BRUBEG: Expansion of powers of intervention and enforcement
Key changes that those affected should be aware of now
Authors
On 1 April 2026, far-reaching amendments to the German Banking Act ("KWG") came into force under the Banking Directive Implementation and Bureaucracy Reduction Act ("BRUBEG"). This will significantly strengthen the supervisory bodies' powers in supervising banks and financial institutions.
BRUBEG brings changes to sections 44, 44b, 45, 50 and 56 KWG
The reform was carried out, amongst other things, as a result of transposition of Directive (EU) 2024/1619 of 31 May 2024 amending Directive 2013/36/EU as regards supervisory powers, sanctions, third-country branches, and environmental, social and governance risks (CRD VI).
Five key sections will be amended as a result of the reform: sections 44, 44b, 45, 50 and 56 KWG. It introduces a number of changes that will have a direct impact on the institutions concerned, members of governing bodies, employees and holders of significant holdings.
The new regulations strengthen the powers of intervention and enforcement of the Federal Financial Supervisory Authority (BaFin) and the Deutsche Bundesbank, thereby significantly expanding their operative scope for action. Members of governing bodies must prepare their companies and employees – including those who have resigned – for these changes and the significant powers of intervention that the supervisory authority now possesses.

···

* Requests:
[1] In the BRUBEG article, on what date did the amendments to the German Banking Act come into force?
[2] Continue the article on BRUBEG from its last sentence.
The items come from a different source than the BRUBEG article.

* Recorded data:
···

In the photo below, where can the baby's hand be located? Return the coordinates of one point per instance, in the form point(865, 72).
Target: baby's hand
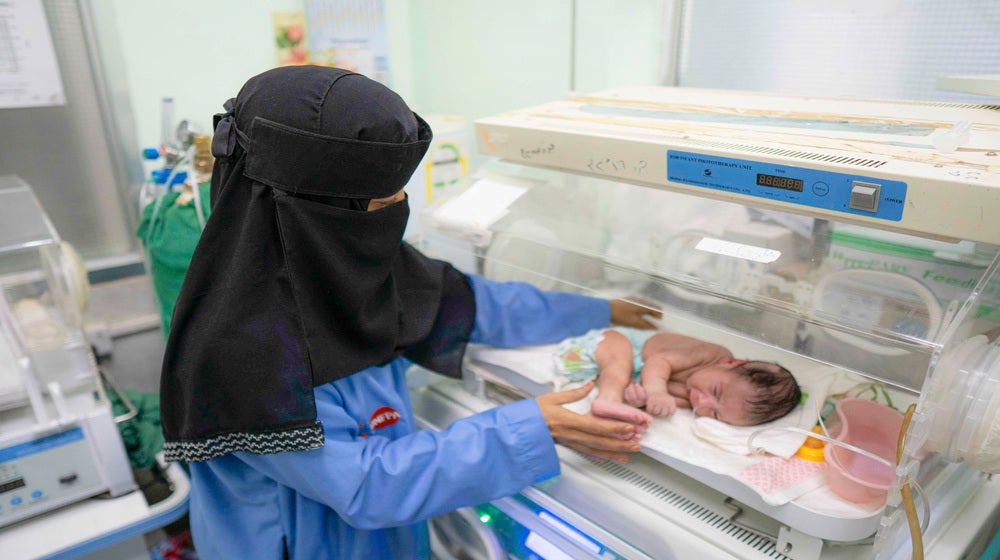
point(660, 404)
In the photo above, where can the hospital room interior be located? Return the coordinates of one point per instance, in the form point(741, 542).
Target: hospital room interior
point(813, 185)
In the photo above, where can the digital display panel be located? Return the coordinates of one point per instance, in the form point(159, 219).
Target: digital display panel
point(11, 485)
point(778, 182)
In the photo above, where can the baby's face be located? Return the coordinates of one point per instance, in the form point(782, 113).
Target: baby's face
point(721, 393)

···

* Results for the exercise:
[1] 1 April 2026

[2]
Section 44 KWG: BRUBEG expands powers to obtain information and carry out inspections
Section 44 KWG, which governs the supervisory authority’s powers to obtain information and carry out inspections, is being expanded significantly with obligations that apply even after individuals have left the body or company. Members of governing bodies and employees of institutions, parent companies and outsourcing firms remain obliged to provide information and documents even after they have left the governing body or the company. This means that the duty to provide information does not end with the termination of the employment relationship or the client engagement, but continues thereafter.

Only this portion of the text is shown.